* _Written task A_: In the essay on María Magdalena Campos-Pons below, what position did she receive at Vanderbilt University in October 2017?
* _Written task B_: Condense the paragraph that opens with "Cuban-born American citizen" in the essay on María Magdalena Campos-Pons below into a short bulleted list of its main facts.

* _Text block_:
====

To Breathe Full and Free: Abstraction and Reprieve in María Magdalena Campos-Pons’ “The Rise of the Butterflies”

Cuban-born American citizen, María Magdalena Campos-Pons was born in Matanzas, Cuba in 1959, in the town of La Vega, and emigrated to Boston, Massachusetts in 1991. In October 2017, she received the endowed Cornelius Vanderbilt Chair (Professor of Fine Arts) at Vanderbilt University in Nashville, Tennessee—a prestigious position she still holds. Spanning over forty years, her prolific oeuvre boldly moves between photography, painting, sculpture, performance, video, installation, and pedagogy.
Growing up on the site of a former sugar plantation, Campos-Pons’ life and artistic trajectory are inextricably bound with the legacies of the Transatlantic slave trade—understood here as the still-unfolding “transnational histories of enslavement, indentured labor, domestic labor, and advocacy for bodily autonomy.”1 In consequence, they have been also shaped by the contours of colonial racial capitalism.2 Her art practice interweaves strands of history, memory, and mythology to provide powerful meditations on the afterlives of coloniality—both personal and collective—and her works reflect a complex cultural landscape centered on questions of racialization, forced migration, gender, labor, and identity. This essay looks specifically at Campos-Pons’ sculptural installation The Rise of the Butterflies (2021) to explore how abstraction can act as a space of refusal, protection, and reprieve in the face of colonial racial capitalism. In an era of rapidly escalating anti-Blackness, historical revisionism, and artistic censorship, Campos-Pons’ The Rise of the Butterflies offers valuable pathways for liberatory imagining.

====

* _Provided records_:
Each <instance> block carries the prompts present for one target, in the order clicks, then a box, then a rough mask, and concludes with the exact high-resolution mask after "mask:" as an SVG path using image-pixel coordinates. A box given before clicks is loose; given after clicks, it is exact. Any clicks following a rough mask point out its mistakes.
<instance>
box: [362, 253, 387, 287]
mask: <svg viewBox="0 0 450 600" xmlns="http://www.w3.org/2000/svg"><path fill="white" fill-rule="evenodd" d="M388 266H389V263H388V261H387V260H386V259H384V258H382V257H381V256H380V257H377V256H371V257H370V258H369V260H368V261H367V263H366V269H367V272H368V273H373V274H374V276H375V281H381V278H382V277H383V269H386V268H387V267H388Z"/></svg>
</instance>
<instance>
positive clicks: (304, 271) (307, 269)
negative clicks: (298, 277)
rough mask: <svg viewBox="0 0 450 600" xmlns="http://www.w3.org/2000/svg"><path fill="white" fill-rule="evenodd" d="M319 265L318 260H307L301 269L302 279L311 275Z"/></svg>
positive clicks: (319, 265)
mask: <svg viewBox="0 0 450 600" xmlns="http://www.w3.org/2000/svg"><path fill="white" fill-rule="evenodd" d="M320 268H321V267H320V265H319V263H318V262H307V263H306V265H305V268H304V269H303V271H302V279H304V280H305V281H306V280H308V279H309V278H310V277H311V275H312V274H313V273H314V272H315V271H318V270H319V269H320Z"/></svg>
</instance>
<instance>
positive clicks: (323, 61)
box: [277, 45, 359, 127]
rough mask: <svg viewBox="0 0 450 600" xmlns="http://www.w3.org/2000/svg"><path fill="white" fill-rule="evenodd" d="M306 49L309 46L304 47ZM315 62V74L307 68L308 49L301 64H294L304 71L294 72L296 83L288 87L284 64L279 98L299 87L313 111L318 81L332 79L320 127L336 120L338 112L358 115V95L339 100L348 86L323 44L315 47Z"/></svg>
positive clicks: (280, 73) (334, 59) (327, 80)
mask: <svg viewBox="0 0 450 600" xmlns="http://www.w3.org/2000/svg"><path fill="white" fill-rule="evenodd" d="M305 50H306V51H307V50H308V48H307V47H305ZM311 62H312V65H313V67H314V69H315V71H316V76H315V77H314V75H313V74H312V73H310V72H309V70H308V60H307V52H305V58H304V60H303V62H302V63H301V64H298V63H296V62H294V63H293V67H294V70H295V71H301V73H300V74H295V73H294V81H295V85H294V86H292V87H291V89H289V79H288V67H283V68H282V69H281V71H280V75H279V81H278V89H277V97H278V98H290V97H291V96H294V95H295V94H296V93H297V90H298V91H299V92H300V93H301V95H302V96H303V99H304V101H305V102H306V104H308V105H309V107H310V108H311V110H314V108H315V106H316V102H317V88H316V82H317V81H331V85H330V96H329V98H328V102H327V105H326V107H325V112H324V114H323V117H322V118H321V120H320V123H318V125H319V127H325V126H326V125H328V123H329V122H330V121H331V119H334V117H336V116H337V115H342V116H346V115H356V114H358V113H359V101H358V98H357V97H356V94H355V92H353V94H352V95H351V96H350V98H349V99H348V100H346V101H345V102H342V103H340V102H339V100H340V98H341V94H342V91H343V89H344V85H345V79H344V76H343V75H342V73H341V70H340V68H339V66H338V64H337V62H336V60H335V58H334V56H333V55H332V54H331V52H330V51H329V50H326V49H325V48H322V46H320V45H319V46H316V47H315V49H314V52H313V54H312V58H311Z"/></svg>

====

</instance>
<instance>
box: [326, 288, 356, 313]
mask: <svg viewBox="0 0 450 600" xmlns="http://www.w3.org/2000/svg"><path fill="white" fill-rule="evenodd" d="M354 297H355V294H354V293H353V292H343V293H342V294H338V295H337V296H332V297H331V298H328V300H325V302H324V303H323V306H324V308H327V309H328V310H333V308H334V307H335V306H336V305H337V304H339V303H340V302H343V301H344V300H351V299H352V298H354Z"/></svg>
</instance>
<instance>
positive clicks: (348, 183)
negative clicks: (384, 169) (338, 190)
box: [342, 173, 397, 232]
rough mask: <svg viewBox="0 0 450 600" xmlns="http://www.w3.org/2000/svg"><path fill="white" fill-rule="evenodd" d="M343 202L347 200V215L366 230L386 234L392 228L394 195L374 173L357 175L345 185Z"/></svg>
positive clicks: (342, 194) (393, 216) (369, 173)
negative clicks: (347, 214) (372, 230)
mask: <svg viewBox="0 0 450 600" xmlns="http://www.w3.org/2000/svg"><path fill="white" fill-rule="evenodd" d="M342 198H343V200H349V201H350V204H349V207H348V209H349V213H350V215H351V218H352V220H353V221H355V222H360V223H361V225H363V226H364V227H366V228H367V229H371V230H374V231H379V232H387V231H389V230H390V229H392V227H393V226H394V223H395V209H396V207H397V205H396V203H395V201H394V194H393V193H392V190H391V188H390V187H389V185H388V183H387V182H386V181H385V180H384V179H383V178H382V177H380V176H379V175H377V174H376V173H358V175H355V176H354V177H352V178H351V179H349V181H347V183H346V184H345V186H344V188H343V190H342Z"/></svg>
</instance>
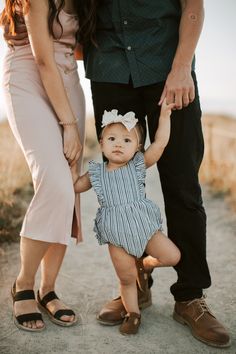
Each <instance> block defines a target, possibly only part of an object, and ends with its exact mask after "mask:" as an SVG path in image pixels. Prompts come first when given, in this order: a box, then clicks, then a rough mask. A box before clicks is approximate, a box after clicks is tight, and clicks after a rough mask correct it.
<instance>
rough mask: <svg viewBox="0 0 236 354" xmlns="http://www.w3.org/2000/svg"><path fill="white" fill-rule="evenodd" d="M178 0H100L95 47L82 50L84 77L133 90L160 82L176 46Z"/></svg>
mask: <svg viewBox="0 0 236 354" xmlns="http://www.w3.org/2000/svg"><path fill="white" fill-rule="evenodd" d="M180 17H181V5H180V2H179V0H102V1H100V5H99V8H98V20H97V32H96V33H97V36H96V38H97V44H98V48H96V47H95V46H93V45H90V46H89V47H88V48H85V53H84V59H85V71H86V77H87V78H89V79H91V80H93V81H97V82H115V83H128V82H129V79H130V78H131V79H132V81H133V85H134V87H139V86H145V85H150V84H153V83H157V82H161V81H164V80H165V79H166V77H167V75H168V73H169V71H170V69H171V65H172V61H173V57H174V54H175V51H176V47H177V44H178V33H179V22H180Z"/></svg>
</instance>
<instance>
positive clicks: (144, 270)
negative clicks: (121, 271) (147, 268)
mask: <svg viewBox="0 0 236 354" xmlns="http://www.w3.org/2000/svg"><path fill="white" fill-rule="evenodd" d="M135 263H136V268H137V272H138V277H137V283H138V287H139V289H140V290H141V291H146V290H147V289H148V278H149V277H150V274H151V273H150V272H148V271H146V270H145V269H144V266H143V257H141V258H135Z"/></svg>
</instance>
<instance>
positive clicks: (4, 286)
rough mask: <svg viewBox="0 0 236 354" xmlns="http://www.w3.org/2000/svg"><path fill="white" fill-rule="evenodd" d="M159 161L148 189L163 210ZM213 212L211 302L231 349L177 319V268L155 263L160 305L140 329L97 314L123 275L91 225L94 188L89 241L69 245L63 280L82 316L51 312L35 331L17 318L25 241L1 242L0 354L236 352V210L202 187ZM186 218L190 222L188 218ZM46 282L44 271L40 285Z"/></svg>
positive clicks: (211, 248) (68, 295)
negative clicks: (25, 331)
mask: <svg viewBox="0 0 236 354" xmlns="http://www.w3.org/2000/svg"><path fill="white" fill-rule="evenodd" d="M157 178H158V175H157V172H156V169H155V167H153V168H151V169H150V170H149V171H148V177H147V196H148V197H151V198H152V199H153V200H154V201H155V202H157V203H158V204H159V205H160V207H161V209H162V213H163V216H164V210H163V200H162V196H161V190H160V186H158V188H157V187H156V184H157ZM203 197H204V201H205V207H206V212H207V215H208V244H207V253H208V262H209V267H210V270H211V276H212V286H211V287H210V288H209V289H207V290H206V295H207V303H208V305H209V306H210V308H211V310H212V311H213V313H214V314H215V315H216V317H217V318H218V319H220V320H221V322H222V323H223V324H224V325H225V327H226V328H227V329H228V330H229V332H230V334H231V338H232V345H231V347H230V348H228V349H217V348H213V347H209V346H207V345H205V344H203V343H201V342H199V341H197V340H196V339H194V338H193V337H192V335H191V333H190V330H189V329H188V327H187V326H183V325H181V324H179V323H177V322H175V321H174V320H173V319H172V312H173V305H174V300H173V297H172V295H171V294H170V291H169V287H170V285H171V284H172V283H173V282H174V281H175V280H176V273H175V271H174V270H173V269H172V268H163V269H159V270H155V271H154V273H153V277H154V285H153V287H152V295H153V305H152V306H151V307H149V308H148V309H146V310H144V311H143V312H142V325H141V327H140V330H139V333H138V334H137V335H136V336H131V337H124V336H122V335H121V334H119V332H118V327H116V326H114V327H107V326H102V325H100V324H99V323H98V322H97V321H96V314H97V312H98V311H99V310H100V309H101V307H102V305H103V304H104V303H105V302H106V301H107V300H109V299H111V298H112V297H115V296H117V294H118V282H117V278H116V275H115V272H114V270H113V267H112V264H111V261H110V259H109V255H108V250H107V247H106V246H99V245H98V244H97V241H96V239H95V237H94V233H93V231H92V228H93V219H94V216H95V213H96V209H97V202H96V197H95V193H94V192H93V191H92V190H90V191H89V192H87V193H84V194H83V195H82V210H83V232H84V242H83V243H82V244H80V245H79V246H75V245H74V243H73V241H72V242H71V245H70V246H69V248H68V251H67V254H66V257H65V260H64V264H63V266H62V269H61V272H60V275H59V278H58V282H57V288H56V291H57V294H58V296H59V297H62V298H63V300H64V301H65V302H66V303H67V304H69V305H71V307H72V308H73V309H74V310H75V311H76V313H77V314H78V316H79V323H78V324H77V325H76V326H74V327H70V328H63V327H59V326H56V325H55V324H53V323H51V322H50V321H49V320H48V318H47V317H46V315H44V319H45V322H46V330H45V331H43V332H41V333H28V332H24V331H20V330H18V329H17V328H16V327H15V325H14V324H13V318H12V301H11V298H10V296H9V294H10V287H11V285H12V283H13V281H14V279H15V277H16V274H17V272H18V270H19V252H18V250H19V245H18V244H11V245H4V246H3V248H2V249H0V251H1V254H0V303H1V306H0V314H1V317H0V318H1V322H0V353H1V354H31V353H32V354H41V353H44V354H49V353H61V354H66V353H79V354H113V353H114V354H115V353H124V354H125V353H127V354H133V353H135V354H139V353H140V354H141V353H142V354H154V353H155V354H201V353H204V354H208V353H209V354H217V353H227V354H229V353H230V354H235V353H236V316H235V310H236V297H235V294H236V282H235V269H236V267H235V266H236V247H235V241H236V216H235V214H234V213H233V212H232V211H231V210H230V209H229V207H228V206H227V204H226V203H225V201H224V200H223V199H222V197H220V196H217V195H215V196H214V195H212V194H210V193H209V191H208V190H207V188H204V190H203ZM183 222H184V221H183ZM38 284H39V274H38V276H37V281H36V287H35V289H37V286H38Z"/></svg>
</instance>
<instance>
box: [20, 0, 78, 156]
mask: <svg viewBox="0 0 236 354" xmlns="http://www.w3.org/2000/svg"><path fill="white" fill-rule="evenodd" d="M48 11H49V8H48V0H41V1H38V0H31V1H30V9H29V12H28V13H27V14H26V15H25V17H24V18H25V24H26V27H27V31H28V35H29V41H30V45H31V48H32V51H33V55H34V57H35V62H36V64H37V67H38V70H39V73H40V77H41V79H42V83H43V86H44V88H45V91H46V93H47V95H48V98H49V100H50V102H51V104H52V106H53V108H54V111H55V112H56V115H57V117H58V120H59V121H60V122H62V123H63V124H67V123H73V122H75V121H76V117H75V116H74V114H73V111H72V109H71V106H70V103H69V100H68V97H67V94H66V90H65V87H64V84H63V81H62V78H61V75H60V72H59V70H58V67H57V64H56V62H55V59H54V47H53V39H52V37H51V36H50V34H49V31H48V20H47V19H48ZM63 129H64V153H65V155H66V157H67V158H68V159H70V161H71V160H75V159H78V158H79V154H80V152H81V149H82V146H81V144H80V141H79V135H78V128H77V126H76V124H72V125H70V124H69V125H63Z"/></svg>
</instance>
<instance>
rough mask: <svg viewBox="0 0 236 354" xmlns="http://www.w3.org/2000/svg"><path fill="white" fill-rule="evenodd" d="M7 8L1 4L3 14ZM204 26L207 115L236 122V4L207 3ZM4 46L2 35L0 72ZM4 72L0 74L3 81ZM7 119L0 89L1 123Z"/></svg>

====

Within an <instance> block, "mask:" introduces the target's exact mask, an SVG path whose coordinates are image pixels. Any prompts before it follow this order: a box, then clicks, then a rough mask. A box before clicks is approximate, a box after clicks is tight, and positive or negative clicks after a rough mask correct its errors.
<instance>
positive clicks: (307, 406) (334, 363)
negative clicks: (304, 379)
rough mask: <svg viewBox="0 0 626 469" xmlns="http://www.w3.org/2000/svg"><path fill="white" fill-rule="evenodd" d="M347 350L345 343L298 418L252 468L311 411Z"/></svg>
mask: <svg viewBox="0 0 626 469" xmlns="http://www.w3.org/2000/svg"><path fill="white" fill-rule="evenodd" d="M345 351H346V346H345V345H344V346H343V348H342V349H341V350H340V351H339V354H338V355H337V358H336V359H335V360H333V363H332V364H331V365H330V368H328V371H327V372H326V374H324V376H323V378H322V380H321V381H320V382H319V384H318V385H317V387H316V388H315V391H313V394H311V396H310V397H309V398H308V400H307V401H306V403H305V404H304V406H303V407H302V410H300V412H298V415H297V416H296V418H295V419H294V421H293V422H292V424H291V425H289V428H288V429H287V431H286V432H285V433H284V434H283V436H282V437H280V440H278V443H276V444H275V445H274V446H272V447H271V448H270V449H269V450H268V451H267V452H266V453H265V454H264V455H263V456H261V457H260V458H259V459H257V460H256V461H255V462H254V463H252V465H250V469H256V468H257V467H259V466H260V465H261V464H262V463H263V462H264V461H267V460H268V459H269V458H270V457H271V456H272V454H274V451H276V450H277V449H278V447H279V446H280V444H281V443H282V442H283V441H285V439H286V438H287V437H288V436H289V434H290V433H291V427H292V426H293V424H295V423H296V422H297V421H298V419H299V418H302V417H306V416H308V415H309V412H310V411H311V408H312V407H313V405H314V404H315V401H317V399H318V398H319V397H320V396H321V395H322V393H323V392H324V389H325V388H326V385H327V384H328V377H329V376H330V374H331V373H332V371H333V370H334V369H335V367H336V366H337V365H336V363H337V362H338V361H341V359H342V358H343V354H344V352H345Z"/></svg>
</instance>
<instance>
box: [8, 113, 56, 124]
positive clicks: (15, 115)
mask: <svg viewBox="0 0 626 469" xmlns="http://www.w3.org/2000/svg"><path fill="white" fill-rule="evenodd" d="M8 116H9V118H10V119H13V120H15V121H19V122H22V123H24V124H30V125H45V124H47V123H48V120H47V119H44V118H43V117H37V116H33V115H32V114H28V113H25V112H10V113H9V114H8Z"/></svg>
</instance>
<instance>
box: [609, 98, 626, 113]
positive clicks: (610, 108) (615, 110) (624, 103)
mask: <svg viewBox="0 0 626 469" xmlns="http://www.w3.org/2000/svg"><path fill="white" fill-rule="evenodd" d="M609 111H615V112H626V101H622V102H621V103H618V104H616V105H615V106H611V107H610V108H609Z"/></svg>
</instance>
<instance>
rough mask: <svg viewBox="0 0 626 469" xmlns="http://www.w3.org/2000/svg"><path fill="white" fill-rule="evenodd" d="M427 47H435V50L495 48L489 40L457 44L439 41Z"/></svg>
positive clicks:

====

* _Answer box A_: She received the endowed Cornelius Vanderbilt Chair (Professor of Fine Arts).

* _Answer box B_:
- Cuban-born American citizen, born in 1959 in the town of La Vega, Matanzas, Cuba
- Emigrated to Boston, Massachusetts, in 1991
- Since October 2017, has held the endowed Cornelius Vanderbilt Chair (Professor of Fine Arts) at Vanderbilt University in Nashville, Tennessee
- Has a body of work spanning over forty years across photography, painting, sculpture, performance, video, installation, and pedagogy